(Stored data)
★ ★ ★ ★ ★ ★ ★
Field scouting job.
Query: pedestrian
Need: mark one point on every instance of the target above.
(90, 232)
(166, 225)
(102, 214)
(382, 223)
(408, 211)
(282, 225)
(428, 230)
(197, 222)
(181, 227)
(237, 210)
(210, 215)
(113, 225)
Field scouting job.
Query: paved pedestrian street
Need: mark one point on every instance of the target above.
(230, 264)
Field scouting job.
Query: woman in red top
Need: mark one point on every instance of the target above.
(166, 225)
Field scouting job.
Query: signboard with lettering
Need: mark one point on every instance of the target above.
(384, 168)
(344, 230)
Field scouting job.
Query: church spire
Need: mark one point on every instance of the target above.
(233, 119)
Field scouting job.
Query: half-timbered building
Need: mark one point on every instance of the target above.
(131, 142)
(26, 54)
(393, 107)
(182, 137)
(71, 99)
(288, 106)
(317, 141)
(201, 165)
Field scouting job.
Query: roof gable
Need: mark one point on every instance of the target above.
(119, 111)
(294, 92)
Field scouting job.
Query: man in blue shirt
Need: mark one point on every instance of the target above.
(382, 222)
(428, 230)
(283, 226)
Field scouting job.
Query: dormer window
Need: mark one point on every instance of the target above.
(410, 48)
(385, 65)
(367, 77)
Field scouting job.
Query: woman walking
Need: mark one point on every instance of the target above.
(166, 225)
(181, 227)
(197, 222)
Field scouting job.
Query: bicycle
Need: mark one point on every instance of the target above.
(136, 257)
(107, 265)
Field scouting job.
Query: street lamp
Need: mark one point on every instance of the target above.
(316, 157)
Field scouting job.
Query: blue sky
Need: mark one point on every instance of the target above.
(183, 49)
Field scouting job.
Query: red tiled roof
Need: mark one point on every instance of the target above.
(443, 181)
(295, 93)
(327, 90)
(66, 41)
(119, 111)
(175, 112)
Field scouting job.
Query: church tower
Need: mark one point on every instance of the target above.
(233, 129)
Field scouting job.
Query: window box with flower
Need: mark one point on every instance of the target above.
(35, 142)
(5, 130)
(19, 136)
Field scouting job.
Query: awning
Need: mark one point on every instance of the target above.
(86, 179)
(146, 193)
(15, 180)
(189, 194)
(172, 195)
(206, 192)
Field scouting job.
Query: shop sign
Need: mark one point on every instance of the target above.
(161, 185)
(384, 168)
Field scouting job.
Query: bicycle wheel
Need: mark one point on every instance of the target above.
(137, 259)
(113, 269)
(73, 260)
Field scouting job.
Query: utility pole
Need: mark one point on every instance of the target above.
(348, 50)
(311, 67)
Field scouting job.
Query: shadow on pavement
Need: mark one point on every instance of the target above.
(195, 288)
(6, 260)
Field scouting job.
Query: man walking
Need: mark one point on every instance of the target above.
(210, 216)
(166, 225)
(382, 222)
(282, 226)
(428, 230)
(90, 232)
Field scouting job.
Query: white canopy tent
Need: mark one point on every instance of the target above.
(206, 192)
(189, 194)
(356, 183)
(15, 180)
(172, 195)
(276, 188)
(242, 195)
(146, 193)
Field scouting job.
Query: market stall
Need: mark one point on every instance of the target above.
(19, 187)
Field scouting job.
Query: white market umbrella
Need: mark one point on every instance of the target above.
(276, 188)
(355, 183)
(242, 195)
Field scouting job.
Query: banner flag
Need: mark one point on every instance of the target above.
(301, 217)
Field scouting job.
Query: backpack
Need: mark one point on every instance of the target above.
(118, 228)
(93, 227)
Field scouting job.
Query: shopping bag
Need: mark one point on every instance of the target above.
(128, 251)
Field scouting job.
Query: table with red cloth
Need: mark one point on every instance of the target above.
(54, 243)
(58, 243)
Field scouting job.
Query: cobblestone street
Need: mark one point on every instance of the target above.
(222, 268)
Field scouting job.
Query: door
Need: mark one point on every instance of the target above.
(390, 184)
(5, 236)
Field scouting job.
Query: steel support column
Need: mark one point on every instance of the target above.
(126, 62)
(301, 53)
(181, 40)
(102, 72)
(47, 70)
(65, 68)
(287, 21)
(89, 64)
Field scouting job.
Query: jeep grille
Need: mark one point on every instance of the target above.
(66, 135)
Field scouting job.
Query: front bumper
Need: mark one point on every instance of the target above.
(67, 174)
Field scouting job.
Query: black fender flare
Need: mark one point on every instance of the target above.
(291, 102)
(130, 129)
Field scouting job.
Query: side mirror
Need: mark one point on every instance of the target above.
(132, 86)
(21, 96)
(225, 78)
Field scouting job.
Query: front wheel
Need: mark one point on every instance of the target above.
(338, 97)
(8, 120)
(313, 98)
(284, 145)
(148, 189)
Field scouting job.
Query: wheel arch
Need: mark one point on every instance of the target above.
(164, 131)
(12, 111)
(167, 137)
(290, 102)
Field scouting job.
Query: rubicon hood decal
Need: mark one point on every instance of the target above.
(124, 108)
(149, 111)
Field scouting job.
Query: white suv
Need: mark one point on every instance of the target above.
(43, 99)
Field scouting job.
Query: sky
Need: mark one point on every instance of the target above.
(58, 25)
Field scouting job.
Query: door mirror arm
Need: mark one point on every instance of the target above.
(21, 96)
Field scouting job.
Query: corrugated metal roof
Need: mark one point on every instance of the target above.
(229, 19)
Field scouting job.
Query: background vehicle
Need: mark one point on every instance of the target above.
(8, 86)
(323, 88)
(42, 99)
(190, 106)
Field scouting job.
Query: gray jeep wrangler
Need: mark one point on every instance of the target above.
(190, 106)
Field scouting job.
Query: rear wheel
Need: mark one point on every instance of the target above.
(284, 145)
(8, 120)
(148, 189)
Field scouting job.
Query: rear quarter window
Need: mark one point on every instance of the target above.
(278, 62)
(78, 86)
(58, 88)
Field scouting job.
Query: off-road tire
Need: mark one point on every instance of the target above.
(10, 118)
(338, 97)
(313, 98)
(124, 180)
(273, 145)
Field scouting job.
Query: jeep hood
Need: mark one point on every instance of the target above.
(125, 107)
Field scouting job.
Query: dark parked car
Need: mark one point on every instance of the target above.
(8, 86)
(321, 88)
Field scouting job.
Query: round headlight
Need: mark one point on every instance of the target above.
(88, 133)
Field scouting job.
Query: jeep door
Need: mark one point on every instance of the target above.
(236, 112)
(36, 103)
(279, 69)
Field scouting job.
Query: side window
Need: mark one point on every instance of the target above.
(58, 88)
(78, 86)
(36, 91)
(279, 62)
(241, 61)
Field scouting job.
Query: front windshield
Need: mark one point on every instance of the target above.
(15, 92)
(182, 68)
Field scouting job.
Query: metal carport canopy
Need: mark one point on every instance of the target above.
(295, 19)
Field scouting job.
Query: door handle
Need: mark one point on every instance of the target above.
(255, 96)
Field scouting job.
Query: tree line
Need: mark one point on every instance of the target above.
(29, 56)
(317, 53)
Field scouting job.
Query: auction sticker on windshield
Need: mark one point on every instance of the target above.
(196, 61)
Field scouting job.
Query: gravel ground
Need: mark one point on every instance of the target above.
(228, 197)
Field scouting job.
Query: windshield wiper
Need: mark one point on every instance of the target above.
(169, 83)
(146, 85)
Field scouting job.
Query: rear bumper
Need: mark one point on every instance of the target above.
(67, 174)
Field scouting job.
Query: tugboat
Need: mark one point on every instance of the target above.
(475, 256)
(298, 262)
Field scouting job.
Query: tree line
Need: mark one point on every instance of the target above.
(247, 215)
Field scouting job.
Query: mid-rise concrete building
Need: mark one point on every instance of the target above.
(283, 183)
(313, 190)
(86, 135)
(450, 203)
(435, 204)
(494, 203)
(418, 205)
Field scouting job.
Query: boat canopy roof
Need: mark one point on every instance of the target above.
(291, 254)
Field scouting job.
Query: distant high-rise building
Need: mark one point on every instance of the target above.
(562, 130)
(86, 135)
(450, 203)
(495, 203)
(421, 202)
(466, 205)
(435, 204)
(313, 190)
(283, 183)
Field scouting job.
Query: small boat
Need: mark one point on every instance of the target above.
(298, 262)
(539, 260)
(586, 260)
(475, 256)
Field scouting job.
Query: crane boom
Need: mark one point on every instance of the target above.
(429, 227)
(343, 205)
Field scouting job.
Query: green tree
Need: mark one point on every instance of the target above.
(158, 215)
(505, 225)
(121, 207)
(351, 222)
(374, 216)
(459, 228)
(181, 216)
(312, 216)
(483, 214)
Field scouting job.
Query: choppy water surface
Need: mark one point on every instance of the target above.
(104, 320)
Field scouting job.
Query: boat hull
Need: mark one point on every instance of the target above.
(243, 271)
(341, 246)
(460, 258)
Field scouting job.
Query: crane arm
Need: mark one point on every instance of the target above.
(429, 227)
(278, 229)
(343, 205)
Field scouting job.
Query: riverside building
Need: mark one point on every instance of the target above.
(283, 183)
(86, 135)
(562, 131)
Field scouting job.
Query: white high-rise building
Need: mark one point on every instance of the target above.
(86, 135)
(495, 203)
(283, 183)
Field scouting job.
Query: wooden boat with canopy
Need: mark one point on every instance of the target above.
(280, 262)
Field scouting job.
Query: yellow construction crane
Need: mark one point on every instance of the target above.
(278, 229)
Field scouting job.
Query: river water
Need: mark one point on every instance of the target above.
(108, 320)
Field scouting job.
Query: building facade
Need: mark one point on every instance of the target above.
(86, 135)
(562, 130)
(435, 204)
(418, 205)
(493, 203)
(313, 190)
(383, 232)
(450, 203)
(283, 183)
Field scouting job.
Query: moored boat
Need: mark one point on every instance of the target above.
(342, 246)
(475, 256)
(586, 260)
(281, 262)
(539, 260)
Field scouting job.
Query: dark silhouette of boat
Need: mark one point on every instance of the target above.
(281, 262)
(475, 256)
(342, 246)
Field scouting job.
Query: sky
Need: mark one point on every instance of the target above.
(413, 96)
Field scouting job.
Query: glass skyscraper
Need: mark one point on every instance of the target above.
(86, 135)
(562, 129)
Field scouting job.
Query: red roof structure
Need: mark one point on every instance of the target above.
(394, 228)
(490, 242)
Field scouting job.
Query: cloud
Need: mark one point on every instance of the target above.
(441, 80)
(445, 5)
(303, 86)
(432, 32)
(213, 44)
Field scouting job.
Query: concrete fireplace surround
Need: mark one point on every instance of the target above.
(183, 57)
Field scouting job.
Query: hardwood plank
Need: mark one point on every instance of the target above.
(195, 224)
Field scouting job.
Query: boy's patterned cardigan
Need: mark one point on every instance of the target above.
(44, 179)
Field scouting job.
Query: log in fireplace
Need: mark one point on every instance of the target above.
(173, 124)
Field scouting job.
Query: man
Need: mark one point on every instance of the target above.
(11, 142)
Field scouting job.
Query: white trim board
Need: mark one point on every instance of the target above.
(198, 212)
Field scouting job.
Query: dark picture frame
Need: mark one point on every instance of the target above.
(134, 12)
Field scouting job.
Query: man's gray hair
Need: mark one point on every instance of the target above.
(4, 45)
★ ★ ★ ★ ★ ★ ★
▶ WHAT YOU SHOULD DO
Count the lines in the listing that contain the string "walking". Reply with the number alone.

▶ THE ANSWER
2